### Given data ###

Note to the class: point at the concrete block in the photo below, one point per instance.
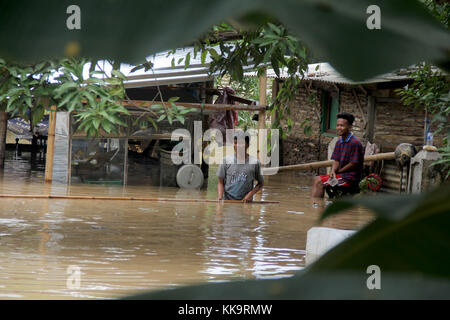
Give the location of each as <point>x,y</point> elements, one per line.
<point>320,239</point>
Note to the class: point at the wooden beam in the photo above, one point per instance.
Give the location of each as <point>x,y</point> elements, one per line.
<point>324,164</point>
<point>44,196</point>
<point>206,106</point>
<point>50,145</point>
<point>371,114</point>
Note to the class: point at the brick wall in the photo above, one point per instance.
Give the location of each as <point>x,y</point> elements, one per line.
<point>394,123</point>
<point>300,148</point>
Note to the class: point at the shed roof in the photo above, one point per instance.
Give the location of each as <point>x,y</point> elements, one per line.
<point>326,73</point>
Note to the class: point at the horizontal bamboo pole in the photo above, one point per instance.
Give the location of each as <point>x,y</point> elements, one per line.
<point>324,164</point>
<point>206,106</point>
<point>45,196</point>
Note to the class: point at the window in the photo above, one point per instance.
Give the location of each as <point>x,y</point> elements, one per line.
<point>330,109</point>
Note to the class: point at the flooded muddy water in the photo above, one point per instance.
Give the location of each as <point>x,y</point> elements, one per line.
<point>126,247</point>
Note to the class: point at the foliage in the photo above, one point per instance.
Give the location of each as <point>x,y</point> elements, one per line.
<point>95,100</point>
<point>409,241</point>
<point>431,88</point>
<point>440,10</point>
<point>25,91</point>
<point>334,30</point>
<point>431,91</point>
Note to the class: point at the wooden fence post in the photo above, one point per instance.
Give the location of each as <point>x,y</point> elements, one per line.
<point>50,145</point>
<point>262,102</point>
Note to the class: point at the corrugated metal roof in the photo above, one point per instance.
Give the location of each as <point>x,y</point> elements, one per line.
<point>164,73</point>
<point>326,73</point>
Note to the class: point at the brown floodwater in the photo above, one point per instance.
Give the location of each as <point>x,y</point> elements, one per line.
<point>127,247</point>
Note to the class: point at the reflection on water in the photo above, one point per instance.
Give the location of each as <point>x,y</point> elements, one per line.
<point>124,247</point>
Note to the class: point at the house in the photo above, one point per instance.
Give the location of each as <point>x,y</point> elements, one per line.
<point>381,117</point>
<point>140,153</point>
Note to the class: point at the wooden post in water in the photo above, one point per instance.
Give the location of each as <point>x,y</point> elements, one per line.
<point>3,132</point>
<point>50,145</point>
<point>262,102</point>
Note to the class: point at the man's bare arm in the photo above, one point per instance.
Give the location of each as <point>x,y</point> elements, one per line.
<point>220,189</point>
<point>249,196</point>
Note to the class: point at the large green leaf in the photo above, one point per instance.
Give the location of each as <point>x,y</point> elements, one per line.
<point>335,30</point>
<point>412,250</point>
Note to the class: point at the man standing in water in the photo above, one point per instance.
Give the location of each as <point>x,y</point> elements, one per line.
<point>348,159</point>
<point>237,174</point>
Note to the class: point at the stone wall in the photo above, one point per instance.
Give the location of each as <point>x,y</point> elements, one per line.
<point>394,123</point>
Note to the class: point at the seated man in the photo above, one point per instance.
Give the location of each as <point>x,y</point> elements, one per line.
<point>348,157</point>
<point>236,176</point>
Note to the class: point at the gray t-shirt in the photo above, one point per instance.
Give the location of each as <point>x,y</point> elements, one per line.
<point>239,178</point>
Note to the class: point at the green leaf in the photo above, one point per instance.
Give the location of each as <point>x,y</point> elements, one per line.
<point>187,61</point>
<point>203,56</point>
<point>173,99</point>
<point>180,118</point>
<point>119,74</point>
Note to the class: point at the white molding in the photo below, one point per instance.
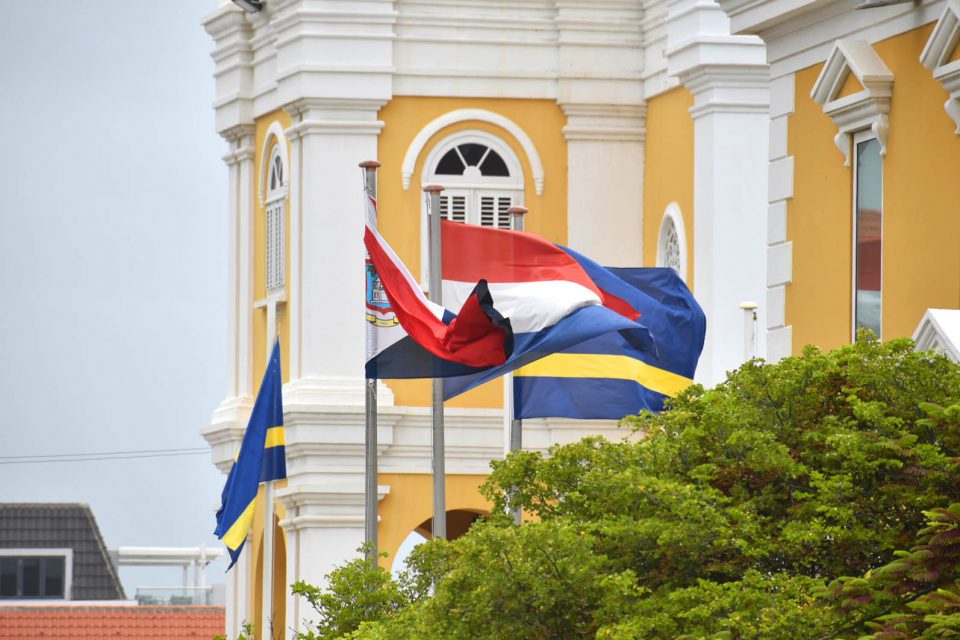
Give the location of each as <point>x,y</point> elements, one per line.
<point>777,222</point>
<point>780,179</point>
<point>465,115</point>
<point>799,40</point>
<point>776,306</point>
<point>939,330</point>
<point>936,56</point>
<point>779,343</point>
<point>34,552</point>
<point>780,185</point>
<point>673,215</point>
<point>604,123</point>
<point>779,264</point>
<point>869,108</point>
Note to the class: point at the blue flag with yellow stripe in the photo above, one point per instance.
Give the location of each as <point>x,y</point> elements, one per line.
<point>615,375</point>
<point>262,458</point>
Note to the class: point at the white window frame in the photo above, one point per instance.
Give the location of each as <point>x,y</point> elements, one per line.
<point>66,553</point>
<point>473,187</point>
<point>858,138</point>
<point>274,205</point>
<point>672,215</point>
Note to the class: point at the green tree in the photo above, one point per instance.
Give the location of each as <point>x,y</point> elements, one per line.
<point>723,517</point>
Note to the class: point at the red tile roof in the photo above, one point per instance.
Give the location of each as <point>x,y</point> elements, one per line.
<point>110,623</point>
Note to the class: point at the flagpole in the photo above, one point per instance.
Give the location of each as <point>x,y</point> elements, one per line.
<point>266,630</point>
<point>371,489</point>
<point>516,425</point>
<point>436,295</point>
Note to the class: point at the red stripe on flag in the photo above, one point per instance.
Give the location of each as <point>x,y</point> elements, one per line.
<point>471,253</point>
<point>472,339</point>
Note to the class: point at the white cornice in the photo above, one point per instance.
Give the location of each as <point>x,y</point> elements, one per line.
<point>757,16</point>
<point>465,115</point>
<point>939,330</point>
<point>801,38</point>
<point>607,123</point>
<point>936,56</point>
<point>869,108</point>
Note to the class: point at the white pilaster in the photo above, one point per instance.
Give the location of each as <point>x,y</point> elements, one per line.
<point>780,190</point>
<point>329,139</point>
<point>728,77</point>
<point>605,182</point>
<point>600,89</point>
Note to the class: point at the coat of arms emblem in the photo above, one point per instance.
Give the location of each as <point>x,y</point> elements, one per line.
<point>379,311</point>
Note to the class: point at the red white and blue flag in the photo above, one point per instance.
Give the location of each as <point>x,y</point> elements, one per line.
<point>531,298</point>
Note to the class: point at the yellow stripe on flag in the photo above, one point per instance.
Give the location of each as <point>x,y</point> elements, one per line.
<point>595,365</point>
<point>275,437</point>
<point>238,531</point>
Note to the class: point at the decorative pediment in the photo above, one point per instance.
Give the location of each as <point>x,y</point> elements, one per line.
<point>858,102</point>
<point>942,56</point>
<point>939,330</point>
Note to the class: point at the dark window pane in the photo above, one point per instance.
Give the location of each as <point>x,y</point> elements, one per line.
<point>53,577</point>
<point>869,224</point>
<point>8,577</point>
<point>450,164</point>
<point>472,153</point>
<point>30,568</point>
<point>494,165</point>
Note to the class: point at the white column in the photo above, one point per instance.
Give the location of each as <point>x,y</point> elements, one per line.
<point>230,30</point>
<point>600,89</point>
<point>230,417</point>
<point>229,420</point>
<point>605,182</point>
<point>728,77</point>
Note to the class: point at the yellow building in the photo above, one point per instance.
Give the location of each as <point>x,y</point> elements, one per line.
<point>708,137</point>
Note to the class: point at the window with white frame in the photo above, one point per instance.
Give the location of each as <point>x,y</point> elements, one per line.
<point>867,233</point>
<point>482,179</point>
<point>276,221</point>
<point>672,241</point>
<point>35,574</point>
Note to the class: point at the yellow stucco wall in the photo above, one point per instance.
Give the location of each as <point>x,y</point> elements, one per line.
<point>921,207</point>
<point>400,210</point>
<point>668,169</point>
<point>409,504</point>
<point>255,545</point>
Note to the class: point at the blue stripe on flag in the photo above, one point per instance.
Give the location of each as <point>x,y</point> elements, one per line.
<point>274,464</point>
<point>579,398</point>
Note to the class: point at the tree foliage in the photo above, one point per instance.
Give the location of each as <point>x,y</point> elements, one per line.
<point>732,515</point>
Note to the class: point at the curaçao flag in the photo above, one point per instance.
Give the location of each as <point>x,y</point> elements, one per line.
<point>608,377</point>
<point>262,458</point>
<point>533,299</point>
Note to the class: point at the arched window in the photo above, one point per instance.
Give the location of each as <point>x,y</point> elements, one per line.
<point>482,179</point>
<point>276,194</point>
<point>672,242</point>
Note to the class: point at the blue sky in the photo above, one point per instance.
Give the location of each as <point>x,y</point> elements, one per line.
<point>112,263</point>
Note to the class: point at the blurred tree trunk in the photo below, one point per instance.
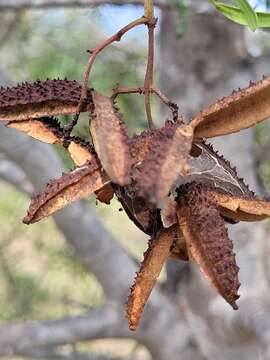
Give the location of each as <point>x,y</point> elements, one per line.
<point>207,63</point>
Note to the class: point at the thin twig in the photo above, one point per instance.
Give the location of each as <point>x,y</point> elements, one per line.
<point>148,81</point>
<point>11,27</point>
<point>116,37</point>
<point>153,90</point>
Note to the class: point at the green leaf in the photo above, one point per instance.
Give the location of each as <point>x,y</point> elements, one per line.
<point>250,15</point>
<point>236,15</point>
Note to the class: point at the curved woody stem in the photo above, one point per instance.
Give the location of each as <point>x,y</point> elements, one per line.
<point>150,21</point>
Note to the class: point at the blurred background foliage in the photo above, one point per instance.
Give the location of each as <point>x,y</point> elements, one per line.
<point>37,269</point>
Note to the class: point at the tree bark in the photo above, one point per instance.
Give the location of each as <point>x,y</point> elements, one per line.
<point>208,63</point>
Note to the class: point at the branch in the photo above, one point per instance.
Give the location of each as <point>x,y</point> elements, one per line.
<point>12,5</point>
<point>11,27</point>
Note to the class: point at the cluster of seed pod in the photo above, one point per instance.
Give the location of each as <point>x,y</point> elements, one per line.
<point>171,184</point>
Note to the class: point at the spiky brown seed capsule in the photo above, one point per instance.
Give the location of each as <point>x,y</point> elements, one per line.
<point>41,98</point>
<point>58,193</point>
<point>165,160</point>
<point>207,240</point>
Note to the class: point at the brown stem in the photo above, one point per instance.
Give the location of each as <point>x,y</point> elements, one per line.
<point>148,81</point>
<point>116,37</point>
<point>140,90</point>
<point>174,107</point>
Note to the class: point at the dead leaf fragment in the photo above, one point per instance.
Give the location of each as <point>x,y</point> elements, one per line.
<point>41,98</point>
<point>154,258</point>
<point>241,110</point>
<point>58,193</point>
<point>110,139</point>
<point>207,241</point>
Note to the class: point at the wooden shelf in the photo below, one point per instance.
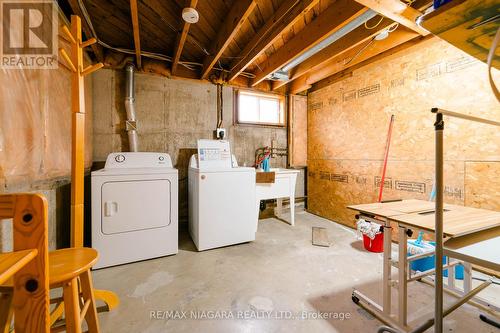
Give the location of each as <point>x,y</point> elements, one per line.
<point>12,262</point>
<point>462,23</point>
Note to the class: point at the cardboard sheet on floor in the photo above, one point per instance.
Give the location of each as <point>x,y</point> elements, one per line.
<point>320,237</point>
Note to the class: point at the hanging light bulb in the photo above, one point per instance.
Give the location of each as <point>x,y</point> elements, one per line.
<point>382,35</point>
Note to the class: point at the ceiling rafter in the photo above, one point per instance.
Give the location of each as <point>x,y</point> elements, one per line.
<point>96,48</point>
<point>284,17</point>
<point>332,19</point>
<point>339,64</point>
<point>342,74</point>
<point>238,13</point>
<point>351,40</point>
<point>181,38</point>
<point>134,13</point>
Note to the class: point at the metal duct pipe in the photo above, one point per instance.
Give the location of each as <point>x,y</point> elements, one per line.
<point>131,125</point>
<point>369,14</point>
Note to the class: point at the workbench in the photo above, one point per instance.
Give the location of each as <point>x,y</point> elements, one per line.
<point>283,187</point>
<point>412,216</point>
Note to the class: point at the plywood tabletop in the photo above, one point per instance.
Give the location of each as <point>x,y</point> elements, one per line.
<point>457,220</point>
<point>394,208</point>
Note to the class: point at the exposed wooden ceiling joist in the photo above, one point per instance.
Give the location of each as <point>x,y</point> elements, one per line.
<point>338,63</point>
<point>398,12</point>
<point>96,48</point>
<point>332,19</point>
<point>285,16</point>
<point>351,40</point>
<point>345,73</point>
<point>239,12</point>
<point>135,25</point>
<point>181,38</point>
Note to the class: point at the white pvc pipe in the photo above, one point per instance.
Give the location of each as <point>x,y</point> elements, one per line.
<point>438,307</point>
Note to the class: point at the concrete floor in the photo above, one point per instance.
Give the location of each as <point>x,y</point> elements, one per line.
<point>280,273</point>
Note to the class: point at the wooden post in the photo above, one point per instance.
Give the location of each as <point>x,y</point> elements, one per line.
<point>78,135</point>
<point>78,139</point>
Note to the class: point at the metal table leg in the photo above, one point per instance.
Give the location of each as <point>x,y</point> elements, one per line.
<point>386,287</point>
<point>403,277</point>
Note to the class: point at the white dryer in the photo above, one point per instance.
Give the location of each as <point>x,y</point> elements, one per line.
<point>134,208</point>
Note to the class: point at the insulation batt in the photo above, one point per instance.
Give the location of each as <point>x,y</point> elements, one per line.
<point>369,229</point>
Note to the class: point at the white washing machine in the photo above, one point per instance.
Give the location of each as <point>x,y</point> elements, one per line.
<point>221,197</point>
<point>134,208</point>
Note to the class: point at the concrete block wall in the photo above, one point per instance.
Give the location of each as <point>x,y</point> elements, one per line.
<point>172,115</point>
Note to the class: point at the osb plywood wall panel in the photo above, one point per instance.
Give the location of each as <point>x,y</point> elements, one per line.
<point>35,126</point>
<point>298,130</point>
<point>348,123</point>
<point>482,185</point>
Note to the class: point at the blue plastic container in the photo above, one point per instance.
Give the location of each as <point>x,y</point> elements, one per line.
<point>439,3</point>
<point>427,263</point>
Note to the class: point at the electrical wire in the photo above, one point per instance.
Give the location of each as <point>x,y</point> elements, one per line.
<point>376,24</point>
<point>360,51</point>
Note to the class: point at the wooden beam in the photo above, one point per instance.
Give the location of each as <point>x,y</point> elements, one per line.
<point>348,71</point>
<point>351,58</point>
<point>96,48</point>
<point>137,38</point>
<point>284,17</point>
<point>398,12</point>
<point>239,12</point>
<point>181,38</point>
<point>333,18</point>
<point>353,39</point>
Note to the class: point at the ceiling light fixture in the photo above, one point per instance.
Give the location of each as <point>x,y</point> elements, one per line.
<point>190,15</point>
<point>382,35</point>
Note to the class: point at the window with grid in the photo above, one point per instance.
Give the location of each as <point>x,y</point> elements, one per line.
<point>259,108</point>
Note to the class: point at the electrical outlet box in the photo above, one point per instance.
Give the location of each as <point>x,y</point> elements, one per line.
<point>220,133</point>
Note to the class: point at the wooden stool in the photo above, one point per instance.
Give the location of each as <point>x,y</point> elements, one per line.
<point>69,269</point>
<point>66,268</point>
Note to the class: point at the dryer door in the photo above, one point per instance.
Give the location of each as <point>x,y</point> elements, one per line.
<point>135,205</point>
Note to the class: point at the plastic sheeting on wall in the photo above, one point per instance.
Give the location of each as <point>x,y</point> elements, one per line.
<point>35,125</point>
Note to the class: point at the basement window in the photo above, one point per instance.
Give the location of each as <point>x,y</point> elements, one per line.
<point>259,108</point>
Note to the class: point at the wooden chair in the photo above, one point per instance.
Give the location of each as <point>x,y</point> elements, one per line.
<point>68,269</point>
<point>27,265</point>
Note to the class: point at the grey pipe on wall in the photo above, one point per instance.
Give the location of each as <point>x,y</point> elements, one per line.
<point>131,125</point>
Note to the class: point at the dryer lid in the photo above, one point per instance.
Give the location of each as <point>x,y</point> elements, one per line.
<point>140,160</point>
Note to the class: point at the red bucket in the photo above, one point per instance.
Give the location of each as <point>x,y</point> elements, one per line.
<point>374,245</point>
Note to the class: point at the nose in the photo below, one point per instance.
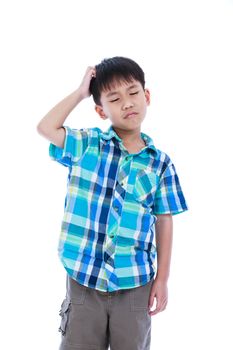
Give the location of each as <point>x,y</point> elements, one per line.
<point>127,104</point>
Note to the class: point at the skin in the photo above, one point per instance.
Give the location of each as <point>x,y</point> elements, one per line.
<point>127,98</point>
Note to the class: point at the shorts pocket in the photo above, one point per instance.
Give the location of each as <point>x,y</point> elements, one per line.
<point>145,187</point>
<point>64,313</point>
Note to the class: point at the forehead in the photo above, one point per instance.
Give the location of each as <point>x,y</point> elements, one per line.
<point>117,86</point>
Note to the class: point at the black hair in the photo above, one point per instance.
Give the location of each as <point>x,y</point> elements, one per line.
<point>110,70</point>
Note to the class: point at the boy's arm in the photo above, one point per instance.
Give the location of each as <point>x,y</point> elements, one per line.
<point>164,234</point>
<point>51,124</point>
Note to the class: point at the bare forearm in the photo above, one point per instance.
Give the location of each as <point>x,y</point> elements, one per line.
<point>164,235</point>
<point>55,118</point>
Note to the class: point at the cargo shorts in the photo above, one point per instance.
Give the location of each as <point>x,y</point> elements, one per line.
<point>95,320</point>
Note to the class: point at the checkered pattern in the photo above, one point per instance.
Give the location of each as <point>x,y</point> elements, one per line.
<point>108,228</point>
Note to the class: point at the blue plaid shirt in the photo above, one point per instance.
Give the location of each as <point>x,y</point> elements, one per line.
<point>108,228</point>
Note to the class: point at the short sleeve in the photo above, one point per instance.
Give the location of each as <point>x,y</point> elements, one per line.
<point>75,144</point>
<point>169,198</point>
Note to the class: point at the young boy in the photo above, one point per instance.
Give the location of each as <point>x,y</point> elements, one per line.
<point>121,195</point>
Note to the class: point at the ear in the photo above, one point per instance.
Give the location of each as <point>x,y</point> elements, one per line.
<point>147,95</point>
<point>100,111</point>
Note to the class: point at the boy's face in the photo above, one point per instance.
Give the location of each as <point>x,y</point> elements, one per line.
<point>125,104</point>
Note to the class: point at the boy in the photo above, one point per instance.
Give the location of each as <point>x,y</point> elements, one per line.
<point>121,191</point>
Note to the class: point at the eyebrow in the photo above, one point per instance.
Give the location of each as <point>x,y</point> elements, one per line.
<point>116,92</point>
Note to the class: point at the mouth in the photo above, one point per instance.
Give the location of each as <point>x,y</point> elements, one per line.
<point>130,115</point>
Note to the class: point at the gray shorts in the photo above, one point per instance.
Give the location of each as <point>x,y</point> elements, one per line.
<point>95,320</point>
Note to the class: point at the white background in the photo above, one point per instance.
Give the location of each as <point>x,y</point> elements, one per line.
<point>185,48</point>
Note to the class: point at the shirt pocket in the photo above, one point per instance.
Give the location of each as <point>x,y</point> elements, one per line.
<point>146,184</point>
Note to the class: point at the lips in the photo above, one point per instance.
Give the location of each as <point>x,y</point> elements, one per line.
<point>130,115</point>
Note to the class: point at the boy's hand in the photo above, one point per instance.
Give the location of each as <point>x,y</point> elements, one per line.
<point>85,84</point>
<point>160,292</point>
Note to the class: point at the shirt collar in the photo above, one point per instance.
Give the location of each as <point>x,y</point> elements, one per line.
<point>110,133</point>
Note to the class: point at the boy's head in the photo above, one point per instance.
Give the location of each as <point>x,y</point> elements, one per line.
<point>113,70</point>
<point>118,89</point>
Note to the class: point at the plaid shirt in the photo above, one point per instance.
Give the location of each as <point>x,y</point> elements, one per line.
<point>108,227</point>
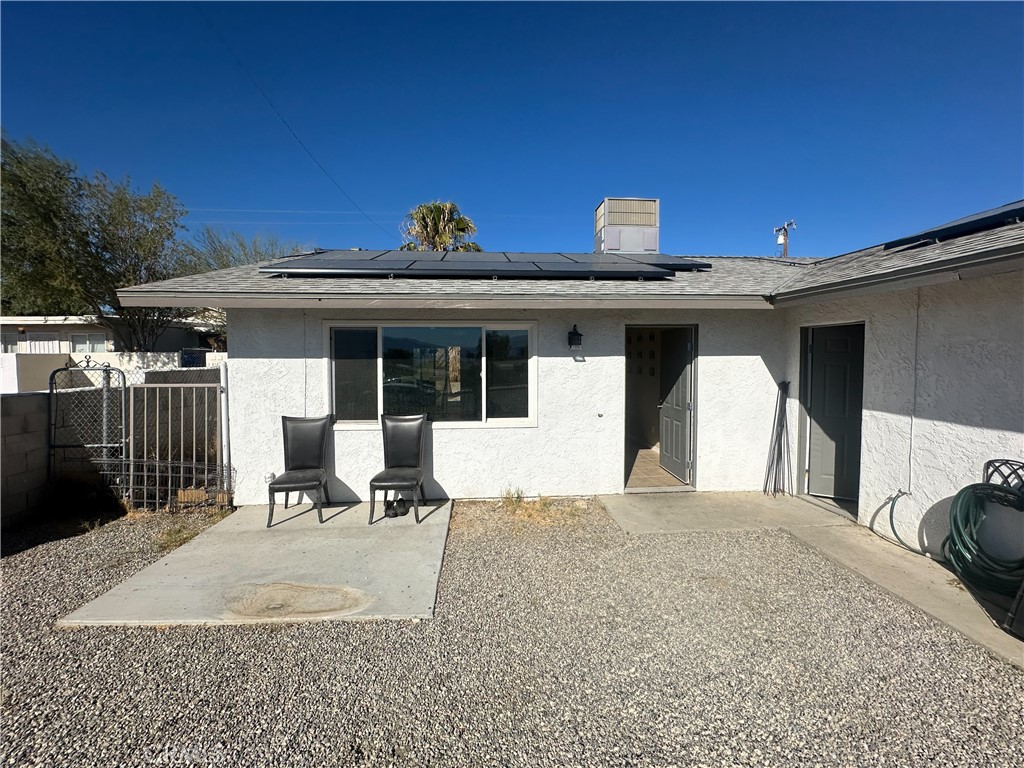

###

### What needs to be done
Word for word, restate the lines above from the line containing "Note to the class: point at the ear" through the line containing "Note to the class: point at the boy's hand", with both included and nothing else.

### Solution for this task
Note to the class: point at the ear in the photo above, one point per instance.
Give the location of each as <point>x,y</point> elements, one per line.
<point>147,95</point>
<point>100,111</point>
Note to the class: point at the boy's face in the photo above, one point per instance.
Give the location of each as <point>x,y</point> elements, one per line.
<point>125,104</point>
Note to the class: point at the boy in the photo above, one point per instance.
Give the location of each as <point>x,y</point> elements, one per line.
<point>121,191</point>
Note to the class: point at the eyebrow in the photo above, one point per instance.
Give the location of each as <point>x,y</point> elements, one per line.
<point>116,92</point>
Note to the class: point at the mouth in the photo above, one point per instance.
Give the location of each as <point>x,y</point> elements, one per line.
<point>130,115</point>
Note to the class: point at the gray shorts in the photo above, one point per instance.
Give the location of each as <point>x,y</point> elements, one per line.
<point>95,320</point>
Note to the class: point at the white background in the photo above, one point per instance.
Give the location of each as <point>x,y</point> elements, one per line.
<point>185,48</point>
Note to the class: point at the shirt pocket in the photo above, one point per instance.
Give the location of each as <point>x,y</point> elements, one per line.
<point>146,184</point>
Note to the class: point at the lips in the photo above, one point per instance.
Give the location of each as <point>x,y</point> elements, one per line.
<point>130,115</point>
Note to the class: point at the boy's hand in the photo above, one point per instance.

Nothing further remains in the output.